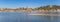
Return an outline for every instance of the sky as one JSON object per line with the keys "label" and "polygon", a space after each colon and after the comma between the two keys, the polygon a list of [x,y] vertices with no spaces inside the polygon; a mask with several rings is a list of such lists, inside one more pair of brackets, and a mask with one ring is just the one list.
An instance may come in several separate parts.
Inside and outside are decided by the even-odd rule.
{"label": "sky", "polygon": [[60,0],[0,0],[0,8],[36,8],[46,5],[60,5]]}

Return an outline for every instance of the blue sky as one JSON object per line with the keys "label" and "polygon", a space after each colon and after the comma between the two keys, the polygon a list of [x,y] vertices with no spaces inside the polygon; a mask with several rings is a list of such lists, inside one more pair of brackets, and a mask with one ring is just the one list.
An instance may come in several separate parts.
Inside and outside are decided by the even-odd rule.
{"label": "blue sky", "polygon": [[0,0],[0,8],[36,8],[45,5],[60,5],[60,0]]}

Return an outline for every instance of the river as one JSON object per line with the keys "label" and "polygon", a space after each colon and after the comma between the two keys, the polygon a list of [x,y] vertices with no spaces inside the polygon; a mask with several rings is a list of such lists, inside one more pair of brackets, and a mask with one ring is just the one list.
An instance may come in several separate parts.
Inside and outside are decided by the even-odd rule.
{"label": "river", "polygon": [[22,12],[0,12],[0,22],[60,22],[60,16],[27,16]]}

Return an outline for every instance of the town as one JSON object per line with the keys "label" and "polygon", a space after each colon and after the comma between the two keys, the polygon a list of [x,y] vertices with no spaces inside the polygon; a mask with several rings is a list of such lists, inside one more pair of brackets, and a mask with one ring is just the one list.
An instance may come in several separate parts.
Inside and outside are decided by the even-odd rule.
{"label": "town", "polygon": [[60,6],[47,5],[38,8],[0,8],[0,12],[60,12]]}

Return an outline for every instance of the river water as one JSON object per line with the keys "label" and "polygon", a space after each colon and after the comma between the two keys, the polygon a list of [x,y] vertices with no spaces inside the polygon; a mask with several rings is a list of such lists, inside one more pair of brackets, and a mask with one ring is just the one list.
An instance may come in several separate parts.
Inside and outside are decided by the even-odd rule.
{"label": "river water", "polygon": [[22,12],[0,12],[0,22],[60,22],[60,16],[28,16]]}

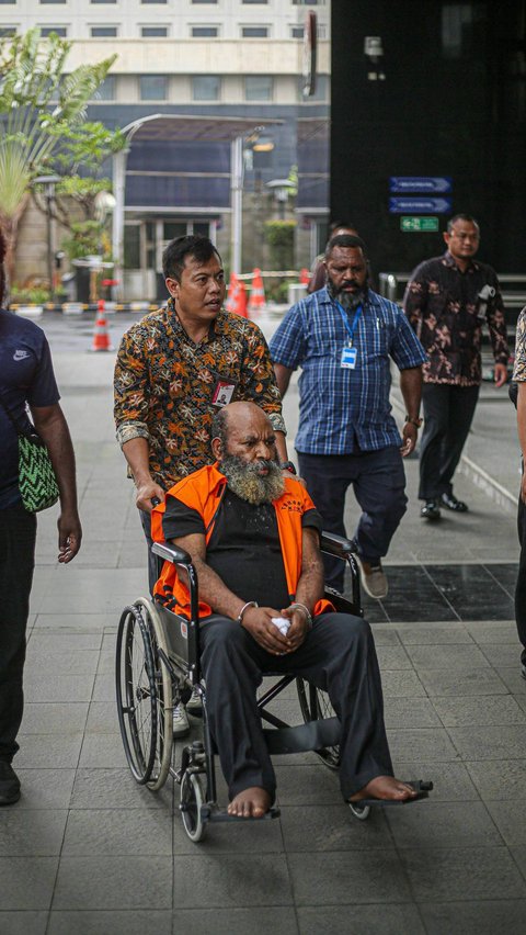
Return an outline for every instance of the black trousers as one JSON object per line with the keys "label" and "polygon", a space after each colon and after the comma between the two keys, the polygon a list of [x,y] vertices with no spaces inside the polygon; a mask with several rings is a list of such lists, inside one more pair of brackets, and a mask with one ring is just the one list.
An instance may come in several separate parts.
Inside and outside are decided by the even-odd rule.
{"label": "black trousers", "polygon": [[153,545],[153,540],[151,538],[151,514],[146,512],[144,509],[139,509],[139,518],[145,533],[146,547],[148,549],[148,586],[150,588],[150,594],[153,594],[153,587],[161,574],[162,559],[159,559],[159,556],[155,555],[151,551],[151,547]]}
{"label": "black trousers", "polygon": [[296,652],[273,656],[239,623],[214,615],[201,628],[210,731],[230,798],[251,786],[274,797],[276,778],[256,709],[265,673],[294,672],[329,692],[342,723],[340,784],[348,799],[376,776],[392,776],[381,680],[369,624],[345,613],[317,617]]}
{"label": "black trousers", "polygon": [[424,430],[420,446],[421,500],[453,493],[453,475],[473,420],[480,386],[424,383]]}
{"label": "black trousers", "polygon": [[[358,554],[376,564],[387,555],[405,512],[405,473],[398,448],[358,451],[354,454],[304,454],[298,451],[299,473],[321,512],[323,529],[346,536],[343,521],[345,494],[352,485],[362,508],[354,532]],[[345,566],[323,555],[325,583],[343,590]]]}
{"label": "black trousers", "polygon": [[25,630],[35,566],[36,516],[0,510],[0,759],[11,763],[24,710]]}
{"label": "black trousers", "polygon": [[521,658],[526,663],[526,506],[521,497],[517,509],[517,531],[521,543],[521,555],[518,559],[517,583],[515,585],[515,620],[517,623],[518,639],[523,644]]}

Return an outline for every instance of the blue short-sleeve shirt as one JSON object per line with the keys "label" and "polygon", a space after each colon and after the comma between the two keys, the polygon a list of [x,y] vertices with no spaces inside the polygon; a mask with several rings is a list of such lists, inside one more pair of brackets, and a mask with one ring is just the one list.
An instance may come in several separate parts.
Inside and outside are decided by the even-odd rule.
{"label": "blue short-sleeve shirt", "polygon": [[[0,309],[0,394],[19,425],[28,423],[26,404],[53,406],[58,392],[52,354],[42,328]],[[19,438],[0,406],[0,509],[20,500]]]}
{"label": "blue short-sleeve shirt", "polygon": [[[350,327],[356,312],[348,312]],[[400,446],[391,415],[390,359],[399,370],[427,359],[402,309],[371,290],[353,335],[356,367],[342,368],[348,333],[327,289],[293,305],[270,342],[274,363],[296,370],[299,378],[297,451],[350,454]]]}

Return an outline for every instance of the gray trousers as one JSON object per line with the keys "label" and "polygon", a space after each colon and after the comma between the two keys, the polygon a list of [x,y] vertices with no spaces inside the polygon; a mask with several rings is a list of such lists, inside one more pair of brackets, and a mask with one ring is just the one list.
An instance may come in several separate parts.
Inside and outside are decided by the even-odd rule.
{"label": "gray trousers", "polygon": [[298,650],[274,656],[239,623],[214,615],[202,623],[201,652],[210,731],[230,798],[251,786],[266,789],[271,798],[275,795],[276,777],[256,708],[256,689],[268,672],[294,672],[329,692],[342,724],[344,799],[376,776],[392,776],[375,643],[361,618],[323,613]]}

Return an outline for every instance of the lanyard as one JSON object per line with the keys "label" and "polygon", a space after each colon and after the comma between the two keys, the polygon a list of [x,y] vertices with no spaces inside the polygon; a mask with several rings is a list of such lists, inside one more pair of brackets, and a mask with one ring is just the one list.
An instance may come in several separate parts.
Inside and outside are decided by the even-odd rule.
{"label": "lanyard", "polygon": [[347,313],[345,312],[345,309],[343,308],[343,306],[342,306],[342,305],[340,305],[340,303],[339,303],[339,302],[336,302],[335,304],[336,304],[336,307],[338,307],[338,309],[339,309],[339,312],[340,312],[340,315],[342,316],[343,326],[344,326],[344,328],[345,328],[345,330],[346,330],[346,333],[347,333],[347,335],[348,335],[348,347],[350,347],[350,348],[352,348],[352,347],[353,347],[354,333],[355,333],[355,330],[356,330],[356,325],[358,324],[358,322],[359,322],[359,316],[362,315],[362,305],[358,305],[358,306],[357,306],[357,308],[356,308],[356,311],[355,311],[355,313],[354,313],[353,324],[352,324],[352,325],[350,325],[350,324],[348,324],[348,316],[347,316]]}

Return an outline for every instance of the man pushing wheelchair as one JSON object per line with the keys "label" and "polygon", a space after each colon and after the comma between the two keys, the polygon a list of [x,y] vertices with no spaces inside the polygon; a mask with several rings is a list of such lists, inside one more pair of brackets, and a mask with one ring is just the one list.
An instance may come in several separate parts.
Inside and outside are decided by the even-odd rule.
{"label": "man pushing wheelchair", "polygon": [[[321,517],[284,477],[275,433],[253,403],[215,416],[216,463],[180,481],[152,511],[152,538],[192,556],[210,732],[228,782],[228,812],[262,818],[276,779],[256,706],[266,673],[294,673],[327,691],[341,723],[340,784],[356,806],[426,796],[393,776],[369,626],[323,597]],[[165,562],[156,600],[188,616],[186,573]]]}

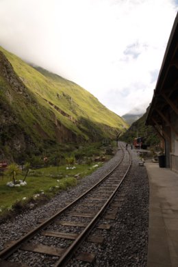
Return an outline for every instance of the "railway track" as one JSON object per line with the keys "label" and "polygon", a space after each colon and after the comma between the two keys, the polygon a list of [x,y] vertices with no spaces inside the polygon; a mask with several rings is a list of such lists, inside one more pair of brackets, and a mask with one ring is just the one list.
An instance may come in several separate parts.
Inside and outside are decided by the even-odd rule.
{"label": "railway track", "polygon": [[[66,266],[76,255],[77,260],[92,262],[95,255],[77,253],[84,241],[101,244],[101,236],[92,236],[94,227],[109,229],[110,225],[99,224],[103,218],[114,220],[123,200],[116,196],[131,164],[129,151],[122,149],[123,156],[118,165],[94,186],[50,218],[39,222],[39,225],[0,253],[1,267],[25,267],[25,258],[47,255],[51,266]],[[64,231],[59,231],[62,228]],[[29,260],[28,260],[29,262]]]}

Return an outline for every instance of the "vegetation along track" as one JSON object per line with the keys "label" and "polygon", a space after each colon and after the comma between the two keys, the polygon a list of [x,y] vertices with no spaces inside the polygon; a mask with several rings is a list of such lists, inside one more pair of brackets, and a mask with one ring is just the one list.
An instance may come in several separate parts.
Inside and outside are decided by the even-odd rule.
{"label": "vegetation along track", "polygon": [[[94,260],[94,253],[79,253],[77,251],[84,240],[103,242],[102,236],[93,236],[91,232],[94,227],[110,229],[110,225],[99,225],[98,222],[102,217],[114,219],[120,205],[119,201],[123,200],[122,195],[120,199],[118,196],[115,199],[115,196],[131,167],[131,157],[129,151],[125,150],[121,144],[120,146],[123,155],[118,165],[76,200],[49,219],[40,222],[36,229],[2,251],[0,266],[34,266],[29,259],[40,257],[41,255],[51,257],[51,266],[65,266],[77,255],[78,260]],[[65,232],[59,231],[61,225],[66,227]],[[37,262],[40,266],[39,259]]]}

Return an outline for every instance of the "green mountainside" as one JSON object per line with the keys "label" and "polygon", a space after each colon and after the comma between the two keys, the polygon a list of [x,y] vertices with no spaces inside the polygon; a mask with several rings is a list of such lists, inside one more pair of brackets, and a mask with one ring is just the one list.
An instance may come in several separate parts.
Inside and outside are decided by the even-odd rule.
{"label": "green mountainside", "polygon": [[138,120],[143,114],[131,114],[129,113],[127,113],[126,114],[122,116],[122,118],[129,125],[131,125],[136,120]]}
{"label": "green mountainside", "polygon": [[147,112],[138,120],[132,123],[121,136],[122,140],[129,144],[133,144],[134,140],[136,137],[144,137],[144,144],[148,144],[150,147],[157,146],[160,142],[160,140],[152,126],[145,125],[147,116]]}
{"label": "green mountainside", "polygon": [[59,144],[114,139],[127,128],[79,86],[1,47],[0,112],[0,153],[12,159]]}

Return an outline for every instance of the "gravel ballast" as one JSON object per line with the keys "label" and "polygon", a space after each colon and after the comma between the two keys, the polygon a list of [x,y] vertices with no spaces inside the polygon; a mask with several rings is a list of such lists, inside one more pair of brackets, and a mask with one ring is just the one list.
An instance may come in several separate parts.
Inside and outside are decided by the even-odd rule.
{"label": "gravel ballast", "polygon": [[[96,234],[104,236],[101,246],[91,245],[89,251],[94,251],[97,257],[94,266],[146,267],[149,222],[149,183],[145,167],[139,166],[137,153],[131,151],[133,164],[129,175],[120,192],[125,194],[125,204],[120,208],[115,220],[110,220],[109,231]],[[118,163],[121,151],[91,175],[83,178],[80,183],[66,192],[62,192],[49,203],[34,209],[16,216],[0,225],[0,250],[10,240],[17,240],[34,228],[38,222],[45,220],[75,200],[87,188],[96,183]],[[108,223],[108,222],[107,222]],[[86,244],[86,248],[88,244]],[[84,246],[84,249],[85,250]],[[93,251],[92,251],[93,252]],[[42,261],[43,258],[42,257]],[[34,264],[34,266],[36,264]],[[46,264],[43,266],[50,266]],[[86,266],[88,264],[73,261],[68,266]]]}

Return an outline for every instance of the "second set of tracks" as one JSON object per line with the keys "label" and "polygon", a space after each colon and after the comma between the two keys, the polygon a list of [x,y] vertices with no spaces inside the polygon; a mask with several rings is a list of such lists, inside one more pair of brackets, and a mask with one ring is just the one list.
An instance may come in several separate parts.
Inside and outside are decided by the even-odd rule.
{"label": "second set of tracks", "polygon": [[[102,218],[114,219],[120,205],[115,196],[131,164],[129,151],[120,145],[122,157],[117,166],[84,194],[2,251],[1,267],[33,266],[25,260],[33,254],[37,257],[48,255],[51,257],[50,266],[63,266],[74,257],[84,241],[102,242],[102,237],[92,236],[92,231],[94,227],[110,228],[107,224],[98,222]],[[59,231],[60,226],[68,228],[66,231]],[[77,230],[73,231],[75,227]],[[79,253],[77,259],[92,262],[94,257],[93,253]]]}

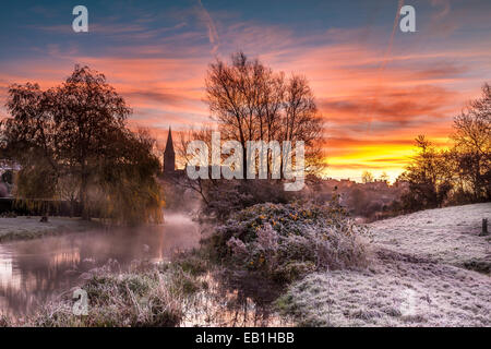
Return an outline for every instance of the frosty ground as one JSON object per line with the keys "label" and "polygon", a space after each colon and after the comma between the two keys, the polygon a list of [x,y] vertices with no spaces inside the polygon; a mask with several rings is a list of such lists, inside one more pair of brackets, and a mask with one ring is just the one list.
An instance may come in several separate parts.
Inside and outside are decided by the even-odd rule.
{"label": "frosty ground", "polygon": [[277,304],[307,326],[490,326],[482,218],[491,220],[490,203],[371,224],[369,268],[311,274]]}

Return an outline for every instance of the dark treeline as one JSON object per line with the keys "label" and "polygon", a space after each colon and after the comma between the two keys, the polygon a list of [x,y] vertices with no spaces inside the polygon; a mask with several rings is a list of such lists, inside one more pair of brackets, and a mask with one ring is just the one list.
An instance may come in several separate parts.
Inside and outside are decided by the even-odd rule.
{"label": "dark treeline", "polygon": [[452,146],[436,147],[423,135],[416,139],[418,154],[398,181],[408,190],[398,209],[459,205],[491,200],[491,86],[454,118]]}

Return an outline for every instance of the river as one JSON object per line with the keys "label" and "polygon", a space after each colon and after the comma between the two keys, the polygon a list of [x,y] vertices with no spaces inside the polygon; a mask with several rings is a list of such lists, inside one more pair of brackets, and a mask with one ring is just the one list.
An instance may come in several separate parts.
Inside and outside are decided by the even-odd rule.
{"label": "river", "polygon": [[[0,244],[0,314],[22,316],[81,284],[80,276],[109,261],[159,262],[197,246],[199,226],[167,214],[159,226],[67,233]],[[113,262],[117,261],[117,262]]]}

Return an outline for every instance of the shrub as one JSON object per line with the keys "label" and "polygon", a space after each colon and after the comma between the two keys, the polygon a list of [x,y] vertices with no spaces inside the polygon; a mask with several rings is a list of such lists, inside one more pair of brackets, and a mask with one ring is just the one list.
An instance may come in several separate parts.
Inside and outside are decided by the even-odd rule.
{"label": "shrub", "polygon": [[289,281],[315,269],[366,265],[367,233],[336,205],[267,203],[233,215],[211,243],[219,260]]}

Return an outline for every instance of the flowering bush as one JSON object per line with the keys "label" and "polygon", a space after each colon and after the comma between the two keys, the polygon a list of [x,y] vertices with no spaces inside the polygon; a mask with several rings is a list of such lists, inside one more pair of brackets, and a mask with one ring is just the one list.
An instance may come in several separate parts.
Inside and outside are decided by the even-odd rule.
{"label": "flowering bush", "polygon": [[267,203],[233,215],[213,241],[220,258],[291,280],[316,269],[366,265],[367,233],[336,205]]}

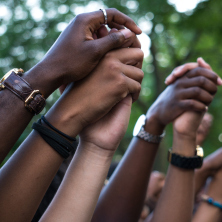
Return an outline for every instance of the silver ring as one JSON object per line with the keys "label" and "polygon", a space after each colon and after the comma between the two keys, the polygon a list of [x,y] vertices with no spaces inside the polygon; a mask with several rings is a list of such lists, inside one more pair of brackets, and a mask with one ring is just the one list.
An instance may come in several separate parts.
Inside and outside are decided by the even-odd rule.
{"label": "silver ring", "polygon": [[102,12],[103,12],[103,15],[104,15],[104,19],[105,19],[105,25],[107,24],[107,13],[106,13],[106,9],[104,9],[104,8],[101,8],[100,9]]}

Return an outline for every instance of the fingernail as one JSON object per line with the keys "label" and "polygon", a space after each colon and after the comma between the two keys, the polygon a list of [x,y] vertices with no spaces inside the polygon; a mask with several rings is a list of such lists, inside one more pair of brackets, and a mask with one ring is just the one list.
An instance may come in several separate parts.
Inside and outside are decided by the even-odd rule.
{"label": "fingernail", "polygon": [[129,29],[123,29],[120,30],[120,32],[124,35],[125,39],[130,38],[132,35],[132,32]]}
{"label": "fingernail", "polygon": [[174,75],[177,75],[182,69],[183,69],[184,65],[178,67],[173,73]]}
{"label": "fingernail", "polygon": [[217,78],[217,84],[220,86],[222,85],[222,79],[220,77]]}

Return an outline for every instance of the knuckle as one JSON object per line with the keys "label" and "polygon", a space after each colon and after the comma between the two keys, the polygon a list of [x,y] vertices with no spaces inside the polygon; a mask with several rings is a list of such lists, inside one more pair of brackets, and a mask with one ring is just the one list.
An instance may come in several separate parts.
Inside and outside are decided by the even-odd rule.
{"label": "knuckle", "polygon": [[119,45],[123,41],[123,36],[121,37],[121,35],[118,35],[117,32],[114,32],[108,36],[109,40],[113,43],[116,43],[117,45]]}
{"label": "knuckle", "polygon": [[143,77],[144,77],[144,72],[142,69],[139,69],[138,70],[138,77],[139,77],[139,80],[142,81],[143,80]]}
{"label": "knuckle", "polygon": [[193,100],[189,100],[188,102],[187,102],[187,107],[189,108],[189,109],[193,109],[194,108],[194,101]]}
{"label": "knuckle", "polygon": [[108,62],[108,68],[111,72],[114,72],[114,73],[120,70],[119,63],[114,60],[111,60]]}
{"label": "knuckle", "polygon": [[214,88],[212,89],[212,93],[213,93],[213,95],[217,93],[217,87],[216,86],[214,86]]}
{"label": "knuckle", "polygon": [[193,92],[194,92],[194,95],[195,95],[195,96],[199,96],[200,93],[201,93],[201,89],[198,88],[198,87],[194,87]]}
{"label": "knuckle", "polygon": [[214,82],[217,82],[217,78],[218,78],[217,74],[212,72],[212,79]]}
{"label": "knuckle", "polygon": [[75,17],[76,22],[83,22],[85,20],[85,13],[79,14]]}
{"label": "knuckle", "polygon": [[137,83],[136,92],[140,92],[140,91],[141,91],[141,85],[139,83]]}
{"label": "knuckle", "polygon": [[140,60],[140,61],[143,61],[143,57],[144,57],[144,53],[141,49],[136,49],[137,52],[136,52],[136,56],[137,58]]}
{"label": "knuckle", "polygon": [[203,76],[200,76],[200,78],[199,78],[199,83],[200,83],[201,86],[205,85],[205,83],[206,83],[206,78],[204,78]]}
{"label": "knuckle", "polygon": [[207,104],[210,104],[212,101],[213,101],[213,96],[209,96],[207,99],[206,99],[206,102]]}
{"label": "knuckle", "polygon": [[92,52],[94,60],[98,60],[98,58],[102,56],[101,49],[95,43],[93,43],[93,41],[90,45],[90,51]]}
{"label": "knuckle", "polygon": [[110,11],[112,11],[112,12],[113,12],[113,14],[116,14],[116,13],[118,13],[118,12],[119,12],[119,10],[117,10],[116,8],[110,8]]}

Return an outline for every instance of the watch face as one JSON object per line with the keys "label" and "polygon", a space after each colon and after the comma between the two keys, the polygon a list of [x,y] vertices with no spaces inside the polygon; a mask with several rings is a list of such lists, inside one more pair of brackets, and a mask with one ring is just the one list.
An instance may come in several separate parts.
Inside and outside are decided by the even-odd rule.
{"label": "watch face", "polygon": [[139,119],[136,122],[136,125],[135,125],[134,130],[133,130],[133,136],[137,136],[141,127],[143,125],[145,125],[145,121],[146,121],[146,116],[143,114],[139,117]]}

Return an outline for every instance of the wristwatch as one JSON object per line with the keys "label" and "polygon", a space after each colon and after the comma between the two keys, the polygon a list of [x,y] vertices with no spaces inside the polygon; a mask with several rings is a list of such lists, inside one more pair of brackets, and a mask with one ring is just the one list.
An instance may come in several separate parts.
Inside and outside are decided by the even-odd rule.
{"label": "wristwatch", "polygon": [[137,136],[140,139],[150,143],[160,143],[165,136],[165,132],[161,135],[152,135],[145,131],[144,126],[146,123],[146,116],[143,114],[139,117],[133,130],[133,136]]}
{"label": "wristwatch", "polygon": [[23,78],[23,69],[14,68],[0,80],[0,90],[9,89],[25,102],[25,107],[32,113],[39,114],[46,105],[44,96],[39,90],[33,90]]}
{"label": "wristwatch", "polygon": [[186,157],[177,153],[173,153],[171,149],[168,151],[168,161],[172,165],[183,169],[200,168],[203,164],[203,157],[203,148],[200,146],[196,147],[195,156],[193,157]]}

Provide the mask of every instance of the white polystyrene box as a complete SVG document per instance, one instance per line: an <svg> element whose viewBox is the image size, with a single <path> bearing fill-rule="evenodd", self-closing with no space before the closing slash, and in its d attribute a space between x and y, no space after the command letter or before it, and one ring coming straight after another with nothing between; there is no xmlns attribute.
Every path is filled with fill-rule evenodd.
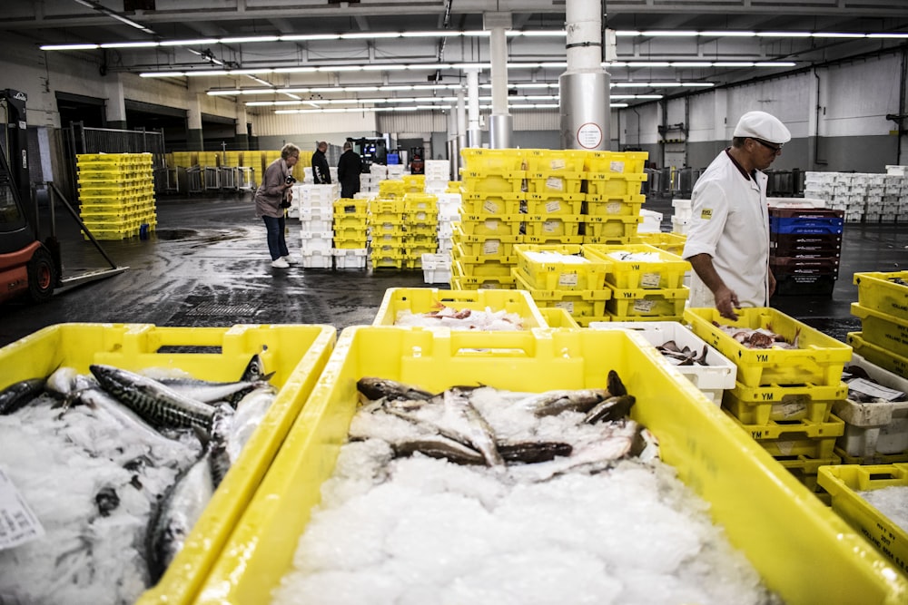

+-------+

◆ **YOUR INSTRUCTIONS**
Return every line above that contains the string "path", copying each one in full.

◆ **SOLVED EXERCISE**
Provide the mask of every instance of the white polystyrene box as a complete SVG document per instance, one instance per line: an <svg> element whose viewBox is the image size, with a single <path> bearing fill-rule="evenodd", self-closing with no space before the closing slash, and in its d attribute a space between x and y, no space after the command letter or before it, and one ring coming straight after another with nothing between; there is no xmlns attribute.
Every path is filled with fill-rule evenodd.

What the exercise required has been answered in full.